Segment Open

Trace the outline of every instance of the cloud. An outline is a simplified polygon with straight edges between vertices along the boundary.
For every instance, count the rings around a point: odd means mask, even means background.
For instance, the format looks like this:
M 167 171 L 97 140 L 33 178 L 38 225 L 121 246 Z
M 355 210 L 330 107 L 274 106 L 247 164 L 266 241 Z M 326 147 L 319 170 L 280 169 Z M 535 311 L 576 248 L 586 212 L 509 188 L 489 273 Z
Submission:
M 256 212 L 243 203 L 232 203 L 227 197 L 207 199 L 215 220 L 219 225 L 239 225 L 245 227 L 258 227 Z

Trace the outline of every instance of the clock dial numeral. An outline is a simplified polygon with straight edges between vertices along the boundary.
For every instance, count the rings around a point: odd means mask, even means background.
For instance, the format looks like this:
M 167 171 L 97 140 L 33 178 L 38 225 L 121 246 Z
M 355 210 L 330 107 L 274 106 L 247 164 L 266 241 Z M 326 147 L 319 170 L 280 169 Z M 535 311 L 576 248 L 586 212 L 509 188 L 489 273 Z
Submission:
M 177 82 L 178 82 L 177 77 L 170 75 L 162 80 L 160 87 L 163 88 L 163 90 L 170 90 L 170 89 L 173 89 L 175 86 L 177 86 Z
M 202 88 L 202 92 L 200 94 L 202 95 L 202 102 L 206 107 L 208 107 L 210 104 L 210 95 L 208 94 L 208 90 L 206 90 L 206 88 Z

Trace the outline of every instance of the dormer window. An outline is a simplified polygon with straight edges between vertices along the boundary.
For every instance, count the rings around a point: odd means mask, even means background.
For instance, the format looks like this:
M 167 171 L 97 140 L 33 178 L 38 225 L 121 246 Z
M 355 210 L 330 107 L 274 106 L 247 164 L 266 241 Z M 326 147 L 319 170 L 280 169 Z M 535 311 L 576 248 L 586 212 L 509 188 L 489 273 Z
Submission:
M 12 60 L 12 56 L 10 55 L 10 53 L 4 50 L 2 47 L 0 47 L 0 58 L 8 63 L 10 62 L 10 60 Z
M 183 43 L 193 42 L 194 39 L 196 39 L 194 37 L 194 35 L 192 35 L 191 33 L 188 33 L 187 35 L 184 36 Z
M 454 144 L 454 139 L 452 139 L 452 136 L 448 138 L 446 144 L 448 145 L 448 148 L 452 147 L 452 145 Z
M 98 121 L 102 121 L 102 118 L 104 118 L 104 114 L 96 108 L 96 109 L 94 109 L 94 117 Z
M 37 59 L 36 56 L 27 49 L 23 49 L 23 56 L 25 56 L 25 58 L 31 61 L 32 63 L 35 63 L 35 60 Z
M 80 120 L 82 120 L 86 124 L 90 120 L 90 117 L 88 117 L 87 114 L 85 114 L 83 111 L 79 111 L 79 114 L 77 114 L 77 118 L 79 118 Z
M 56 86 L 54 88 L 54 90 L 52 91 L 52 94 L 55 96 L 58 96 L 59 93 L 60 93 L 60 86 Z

Segment Closed

▸ What the task requires: What you write must match the material above exactly and in full.

▸ Task result:
Trace the outline of every instance of the cloud. An outline is a simplified polygon with straight edges between vertices along the boundary.
For every instance, count the rings around a point: odd means mask, even means background.
For instance, the format looks like this:
M 167 171 L 97 140 L 33 178 L 38 225 L 121 246 Z
M 355 210 L 330 107 L 274 106 L 247 164 L 266 241 Z M 326 147 L 319 170 L 280 169 Z M 535 311 L 576 248 L 586 212 L 509 188 L 489 273 Z
Submission:
M 256 212 L 243 203 L 232 203 L 227 197 L 207 199 L 215 220 L 219 225 L 239 225 L 245 227 L 258 227 Z

Trace the outline of every instance of the clock dial numeral. An outline is a simplified polygon with straight edges between vertices along the boundary.
For every instance, count the rings around a point: odd means mask, even means background.
For instance, the format looks like this:
M 167 171 L 97 140 L 33 178 L 38 225 L 121 246 Z
M 355 210 L 330 107 L 274 106 L 247 164 L 266 241 Z M 326 147 L 319 170 L 280 169 Z M 535 311 L 576 248 L 586 212 L 509 188 L 489 273 Z
Submission:
M 177 82 L 178 82 L 177 77 L 170 75 L 162 80 L 160 87 L 163 88 L 163 90 L 170 90 L 170 89 L 173 89 L 175 86 L 177 86 Z
M 202 88 L 202 92 L 200 94 L 202 95 L 202 102 L 206 107 L 208 107 L 210 104 L 210 95 L 208 94 L 208 90 L 206 90 L 206 88 Z

Trace the outline of every instance of the dormer window. An outline is a simplified polygon with straight edges between vertices along the boundary.
For every instance, count the rings around a point: odd means mask, even means background.
For instance, the format looks like this:
M 167 171 L 97 140 L 33 178 L 38 225 L 121 246 Z
M 355 210 L 330 107 L 274 106 L 247 164 L 266 241 Z M 326 147 L 319 170 L 280 169 Z M 535 311 L 576 248 L 586 212 L 509 188 L 489 273 Z
Submission:
M 12 60 L 12 56 L 10 55 L 10 53 L 4 50 L 2 47 L 0 47 L 0 58 L 8 63 L 10 62 L 10 60 Z
M 183 43 L 193 42 L 194 39 L 196 39 L 194 37 L 194 35 L 192 35 L 191 33 L 188 33 L 187 35 L 184 36 Z
M 454 144 L 454 139 L 452 139 L 452 136 L 448 138 L 446 144 L 448 145 L 448 148 L 452 147 L 452 145 Z
M 98 121 L 102 121 L 102 118 L 104 118 L 104 114 L 96 108 L 96 109 L 94 109 L 94 117 Z
M 37 59 L 36 56 L 27 49 L 23 49 L 23 56 L 25 56 L 25 58 L 31 61 L 32 63 L 35 63 L 35 60 Z
M 80 120 L 82 120 L 86 124 L 90 120 L 90 117 L 88 117 L 87 114 L 85 114 L 83 111 L 79 111 L 79 114 L 77 114 L 77 118 L 79 118 Z
M 56 86 L 54 88 L 54 90 L 52 91 L 52 94 L 55 96 L 58 96 L 59 93 L 60 93 L 60 86 Z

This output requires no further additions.